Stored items
########

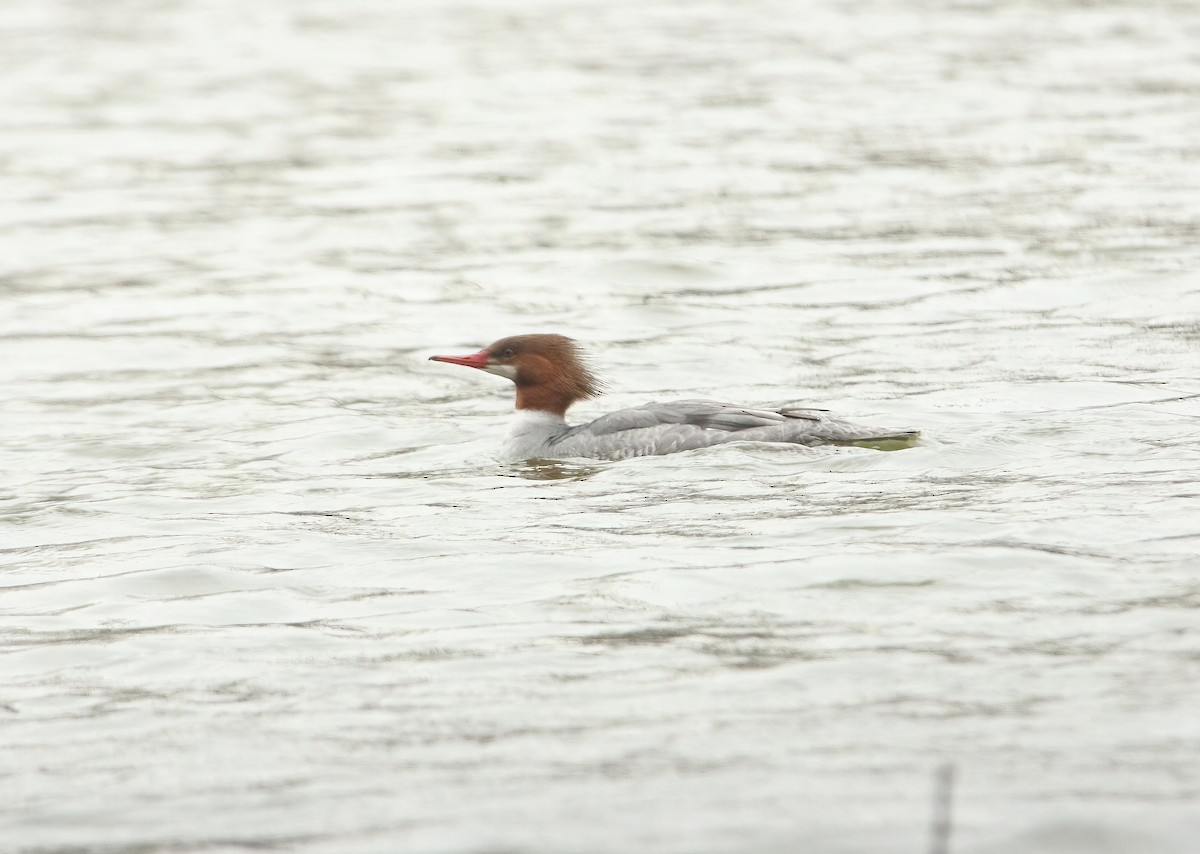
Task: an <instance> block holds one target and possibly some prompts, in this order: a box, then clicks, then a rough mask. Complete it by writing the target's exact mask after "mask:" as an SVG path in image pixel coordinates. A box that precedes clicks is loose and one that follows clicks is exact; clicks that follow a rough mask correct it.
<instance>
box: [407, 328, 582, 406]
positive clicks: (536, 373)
mask: <svg viewBox="0 0 1200 854" xmlns="http://www.w3.org/2000/svg"><path fill="white" fill-rule="evenodd" d="M430 359H431V360H433V361H436V362H449V363H451V365H466V366H467V367H469V368H479V369H480V371H487V372H488V373H494V374H499V375H500V377H508V378H509V379H511V380H512V381H514V383H516V386H517V409H538V410H540V411H546V413H553V414H554V415H565V414H566V410H568V408H569V407H570V405H571V404H572V403H575V402H576V401H580V399H583V398H586V397H595V396H596V395H599V393H600V389H601V384H600V381H599V380H596V378H595V377H593V375H592V372H590V371H589V369H588V367H587V365H584V363H583V360H582V357H581V354H580V349H578V347H577V345H576V343H575V342H574V341H571V339H570V338H566V337H564V336H562V335H514V336H511V337H509V338H500V339H499V341H497V342H496V343H494V344H488V345H487V347H485V348H484V349H482V350H480V351H479V353H474V354H472V355H469V356H430Z"/></svg>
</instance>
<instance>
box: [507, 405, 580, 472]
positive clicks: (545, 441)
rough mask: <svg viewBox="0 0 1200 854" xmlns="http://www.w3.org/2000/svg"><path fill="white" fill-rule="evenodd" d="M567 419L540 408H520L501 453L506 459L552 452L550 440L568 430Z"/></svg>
mask: <svg viewBox="0 0 1200 854" xmlns="http://www.w3.org/2000/svg"><path fill="white" fill-rule="evenodd" d="M566 429H568V427H566V420H565V419H563V417H562V416H560V415H554V414H553V413H545V411H541V410H540V409H518V410H517V411H516V413H515V414H514V415H512V426H511V427H510V428H509V435H508V438H506V439H505V440H504V447H503V449H502V451H500V453H502V456H503V457H504V458H505V459H510V461H515V459H530V458H533V457H545V456H546V455H547V453H550V440H551V439H553V438H554V437H556V435H558V434H559V433H563V432H564V431H566Z"/></svg>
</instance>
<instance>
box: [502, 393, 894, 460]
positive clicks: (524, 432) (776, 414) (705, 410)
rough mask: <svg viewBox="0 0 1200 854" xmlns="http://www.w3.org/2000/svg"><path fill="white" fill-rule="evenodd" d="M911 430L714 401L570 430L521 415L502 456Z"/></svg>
mask: <svg viewBox="0 0 1200 854" xmlns="http://www.w3.org/2000/svg"><path fill="white" fill-rule="evenodd" d="M916 435H917V433H916V432H914V431H894V429H880V428H875V427H864V426H860V425H856V423H851V422H850V421H844V420H841V419H839V417H835V416H833V415H830V414H829V413H828V411H826V410H823V409H802V408H782V409H746V408H745V407H738V405H734V404H731V403H718V402H715V401H673V402H671V403H647V404H646V405H643V407H635V408H632V409H620V410H618V411H616V413H610V414H608V415H602V416H600V417H599V419H596V420H595V421H592V422H588V423H586V425H578V426H575V427H572V426H570V425H568V423H566V421H565V420H564V419H562V417H559V416H558V415H554V414H552V413H544V411H538V410H529V409H521V410H517V414H516V421H515V423H514V426H512V431H511V432H510V433H509V438H508V440H506V441H505V444H504V450H503V456H504V458H505V459H509V461H517V459H534V458H542V459H564V458H569V457H588V458H592V459H625V458H628V457H647V456H655V455H661V453H674V452H677V451H690V450H694V449H697V447H708V446H709V445H721V444H725V443H728V441H778V443H790V444H793V445H848V444H853V443H857V441H880V440H888V439H893V440H910V439H913V438H916Z"/></svg>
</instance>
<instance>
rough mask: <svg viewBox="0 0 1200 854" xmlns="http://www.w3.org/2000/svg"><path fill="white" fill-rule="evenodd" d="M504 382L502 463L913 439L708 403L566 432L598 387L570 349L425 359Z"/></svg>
mask: <svg viewBox="0 0 1200 854" xmlns="http://www.w3.org/2000/svg"><path fill="white" fill-rule="evenodd" d="M430 359H431V360H432V361H436V362H449V363H451V365H466V366H467V367H469V368H479V369H480V371H487V372H488V373H494V374H499V375H500V377H506V378H508V379H510V380H512V381H514V383H515V384H516V386H517V413H516V422H515V423H514V425H512V431H511V432H510V433H509V438H508V440H506V441H505V443H504V449H503V452H502V453H503V457H504V458H505V459H509V461H518V459H535V458H540V459H563V458H566V457H592V458H594V459H624V458H626V457H644V456H652V455H658V453H674V452H676V451H690V450H692V449H696V447H707V446H709V445H720V444H724V443H727V441H786V443H792V444H796V445H851V444H854V443H863V441H876V443H877V441H888V440H893V441H904V443H908V441H911V440H913V439H916V437H917V435H918V433H917V432H916V431H892V429H877V428H872V427H862V426H858V425H853V423H851V422H848V421H842V420H841V419H836V417H833V416H832V415H829V414H828V411H827V410H824V409H803V408H784V409H772V410H768V409H746V408H745V407H738V405H734V404H731V403H716V402H714V401H674V402H672V403H647V404H646V405H643V407H635V408H632V409H622V410H618V411H616V413H610V414H608V415H602V416H601V417H599V419H596V420H595V421H592V422H590V423H586V425H578V426H576V427H571V426H570V425H568V423H566V410H568V409H569V408H570V405H571V404H572V403H575V402H576V401H581V399H583V398H587V397H595V396H596V395H599V393H600V389H601V384H600V381H598V380H596V378H595V377H594V375H593V374H592V372H590V371H589V369H588V367H587V366H586V365H584V363H583V361H582V360H581V357H580V350H578V348H577V347H576V344H575V342H574V341H572V339H570V338H566V337H564V336H562V335H515V336H512V337H510V338H500V339H499V341H497V342H496V343H494V344H490V345H488V347H486V348H484V349H482V350H480V351H479V353H475V354H473V355H469V356H430Z"/></svg>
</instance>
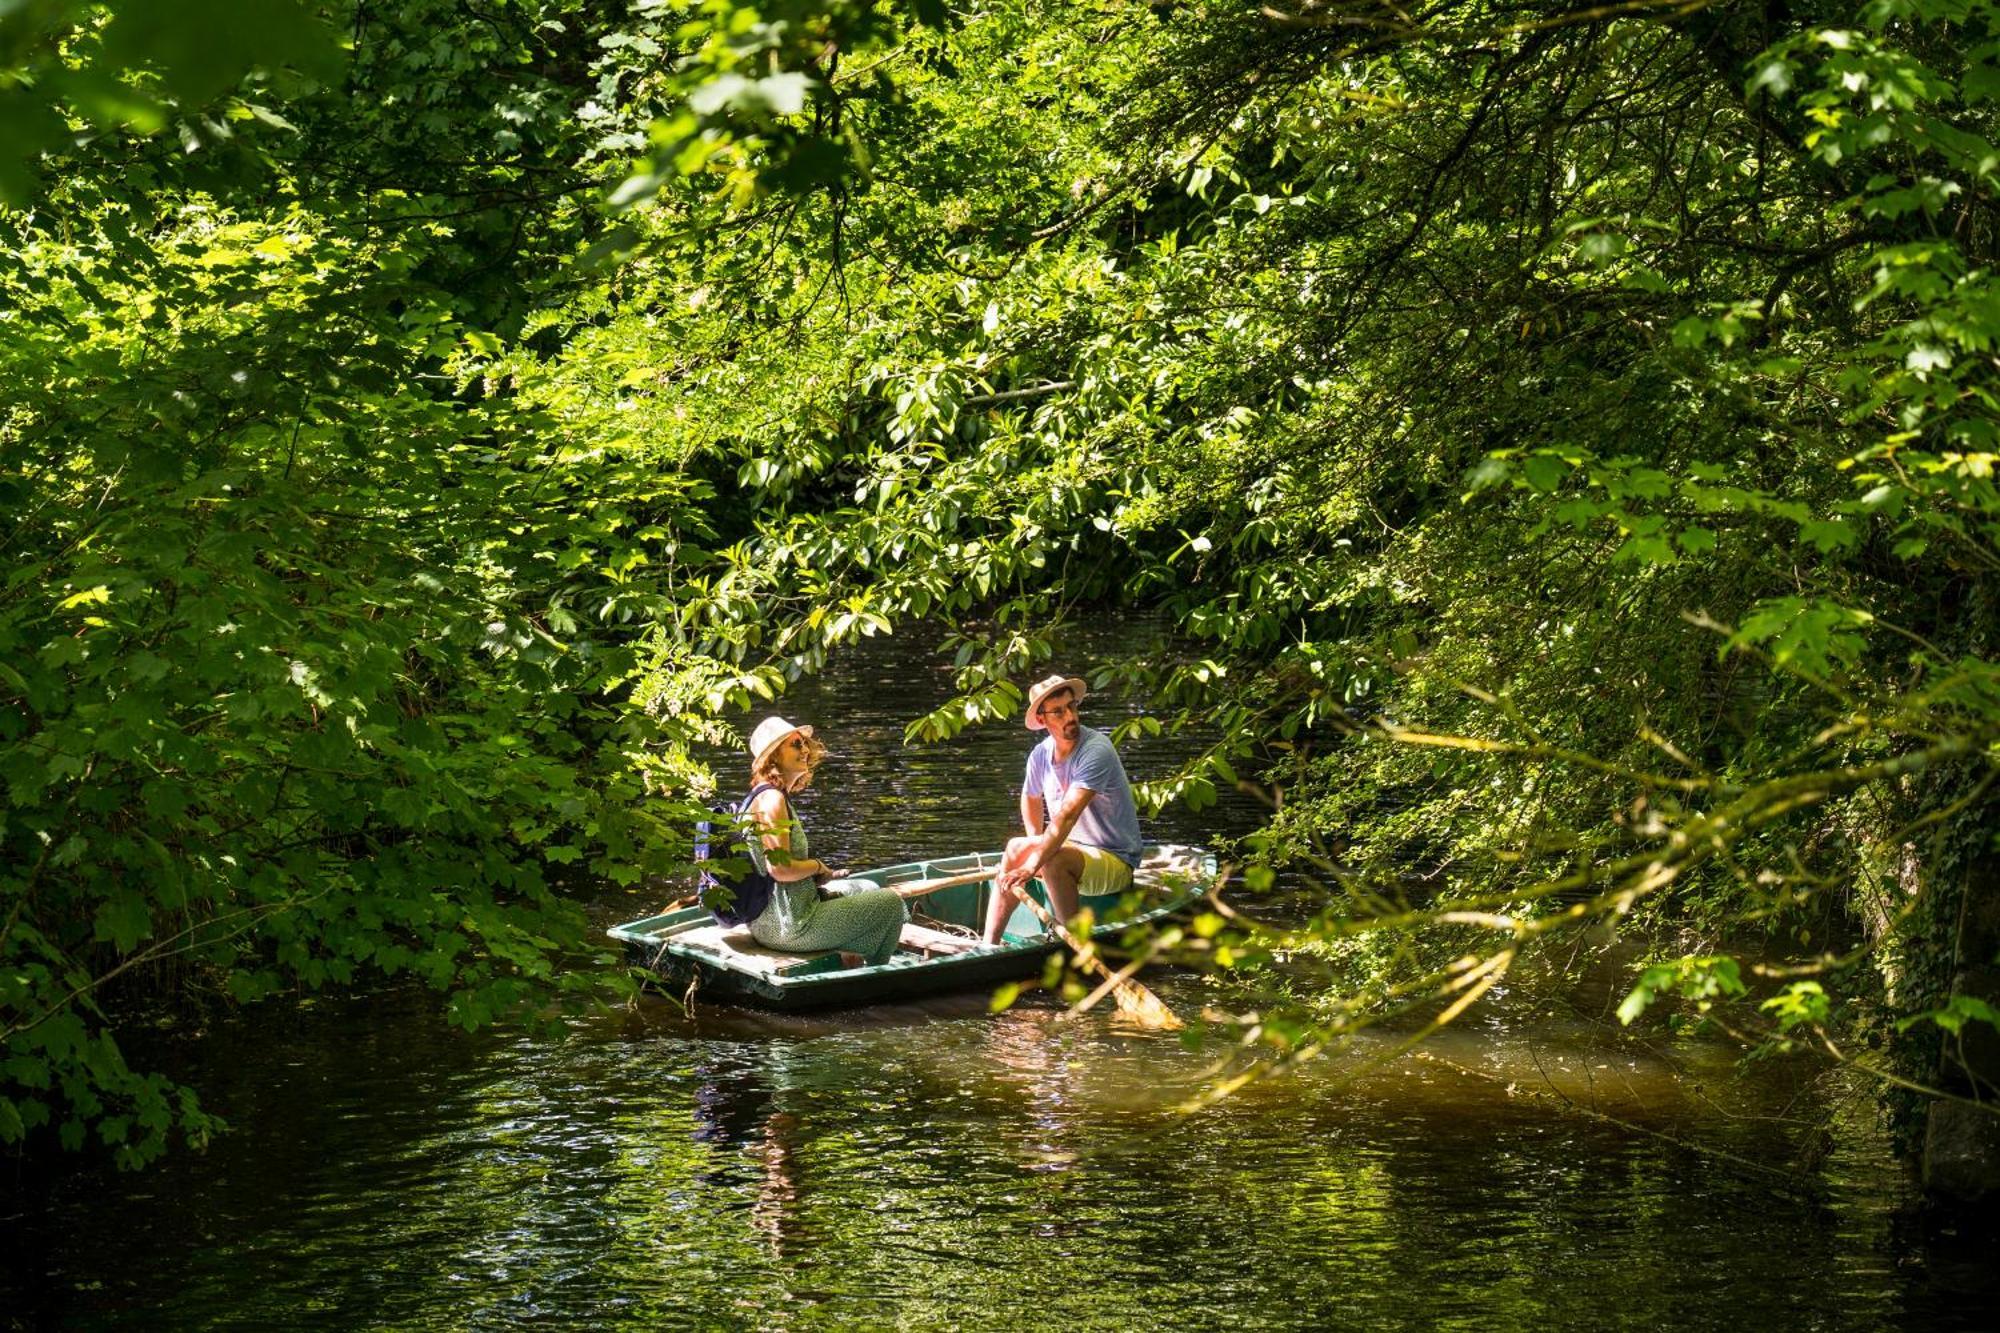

########

- [WHAT TO DO]:
Repeat all of the records above word for word, leaving out the pictures.

- [EXERCISE RESPONSE]:
Task: an <instance> block holds one target and possibly some prompts, in this order: a box, then clicks, then a rough mask. Complete it by writing the target's exact mask after "mask:" as an SVG path in image pixel coordinates. A box that precedes clicks is loose and one that follows clicks is exact; clicks that follow a rough mask correct it.
<instance>
box: [407, 328, 582, 406]
positive clicks: (536, 373)
mask: <svg viewBox="0 0 1200 854" xmlns="http://www.w3.org/2000/svg"><path fill="white" fill-rule="evenodd" d="M430 359H431V360H433V361H436V362H449V363H451V365H466V366H467V367H469V368H479V369H480V371H487V372H488V373H494V374H499V375H500V377H508V378H509V379H511V380H512V381H514V383H516V386H517V409H538V410H540V411H546V413H553V414H554V415H565V414H566V410H568V408H569V407H570V405H571V404H572V403H575V402H576V401H580V399H583V398H586V397H595V396H596V395H599V393H600V389H601V384H600V381H599V380H596V378H595V377H593V375H592V372H590V371H589V369H588V367H587V365H584V363H583V360H582V357H581V354H580V349H578V347H577V345H576V343H575V342H574V341H571V339H570V338H566V337H564V336H562V335H514V336H511V337H509V338H500V339H499V341H497V342H496V343H494V344H488V345H487V347H485V348H484V349H482V350H480V351H479V353H474V354H472V355H469V356H430Z"/></svg>
</instance>
<instance>
box: [507, 405, 580, 472]
positive clicks: (545, 441)
rough mask: <svg viewBox="0 0 1200 854" xmlns="http://www.w3.org/2000/svg"><path fill="white" fill-rule="evenodd" d="M567 419L540 408H520L501 453L506 459L552 452L550 440L568 430Z"/></svg>
mask: <svg viewBox="0 0 1200 854" xmlns="http://www.w3.org/2000/svg"><path fill="white" fill-rule="evenodd" d="M566 429H568V427H566V420H565V419H563V417H562V416H560V415H554V414H553V413H545V411H541V410H540V409H518V410H517V411H516V413H515V414H514V415H512V426H511V427H510V428H509V435H508V438H506V439H505V440H504V447H503V449H502V451H500V453H502V456H503V457H504V458H505V459H510V461H515V459H530V458H533V457H545V456H546V455H547V453H550V440H551V439H553V438H554V437H556V435H558V434H559V433H563V432H564V431H566Z"/></svg>
</instance>
<instance>
box: [502, 393, 894, 460]
positive clicks: (524, 432) (776, 414) (705, 410)
rough mask: <svg viewBox="0 0 1200 854" xmlns="http://www.w3.org/2000/svg"><path fill="white" fill-rule="evenodd" d="M911 430L714 401L570 430L521 415L502 456Z"/></svg>
mask: <svg viewBox="0 0 1200 854" xmlns="http://www.w3.org/2000/svg"><path fill="white" fill-rule="evenodd" d="M916 435H917V433H916V432H914V431H894V429H880V428H875V427H864V426H860V425H856V423H851V422H850V421H844V420H841V419H839V417H835V416H833V415H830V414H829V413H828V411H826V410H823V409H802V408H782V409H746V408H745V407H738V405H734V404H731V403H718V402H715V401H673V402H671V403H647V404H646V405H643V407H635V408H632V409H620V410H618V411H616V413H610V414H608V415H602V416H600V417H599V419H596V420H595V421H592V422H588V423H586V425H578V426H575V427H572V426H570V425H568V423H566V421H565V420H564V419H562V417H559V416H558V415H554V414H552V413H544V411H538V410H529V409H521V410H517V414H516V421H515V423H514V426H512V431H511V432H510V433H509V438H508V440H506V441H505V444H504V450H503V456H504V458H505V459H509V461H517V459H534V458H542V459H564V458H569V457H588V458H592V459H625V458H628V457H647V456H655V455H661V453H674V452H677V451H690V450H694V449H697V447H708V446H709V445H721V444H725V443H728V441H778V443H790V444H793V445H848V444H853V443H857V441H880V440H888V439H893V440H910V439H913V438H916Z"/></svg>
</instance>
<instance>
rough mask: <svg viewBox="0 0 1200 854" xmlns="http://www.w3.org/2000/svg"><path fill="white" fill-rule="evenodd" d="M504 382L502 463L913 439L708 403L566 432L598 387L570 349L425 359Z"/></svg>
mask: <svg viewBox="0 0 1200 854" xmlns="http://www.w3.org/2000/svg"><path fill="white" fill-rule="evenodd" d="M430 359H431V360H432V361H436V362H449V363H451V365H466V366H467V367H469V368H479V369H480V371H487V372H488V373H494V374H499V375H500V377H506V378H508V379H510V380H512V381H514V383H515V384H516V386H517V413H516V422H515V423H514V425H512V431H511V432H510V433H509V438H508V440H506V441H505V443H504V449H503V452H502V453H503V457H504V458H505V459H509V461H518V459H535V458H540V459H563V458H566V457H592V458H594V459H624V458H626V457H644V456H652V455H658V453H674V452H676V451H690V450H692V449H696V447H707V446H709V445H720V444H724V443H727V441H786V443H792V444H796V445H851V444H854V443H863V441H876V443H877V441H888V440H893V441H904V443H908V441H911V440H913V439H916V437H917V435H918V433H917V432H916V431H892V429H877V428H872V427H862V426H858V425H853V423H851V422H848V421H842V420H841V419H836V417H833V416H832V415H829V414H828V411H827V410H824V409H803V408H784V409H772V410H768V409H746V408H745V407H738V405H734V404H731V403H716V402H714V401H674V402H672V403H647V404H646V405H643V407H635V408H632V409H622V410H618V411H616V413H610V414H608V415H602V416H601V417H599V419H596V420H595V421H592V422H590V423H586V425H578V426H576V427H571V426H570V425H568V423H566V410H568V409H569V408H570V405H571V404H572V403H575V402H576V401H581V399H583V398H587V397H595V396H596V395H599V393H600V389H601V384H600V381H598V380H596V378H595V377H594V375H593V374H592V372H590V371H589V369H588V367H587V366H586V365H584V363H583V361H582V360H581V357H580V350H578V348H577V347H576V344H575V342H574V341H572V339H570V338H566V337H564V336H562V335H515V336H512V337H510V338H500V339H499V341H497V342H496V343H494V344H490V345H488V347H486V348H484V349H482V350H480V351H479V353H475V354H473V355H469V356H430Z"/></svg>
</instance>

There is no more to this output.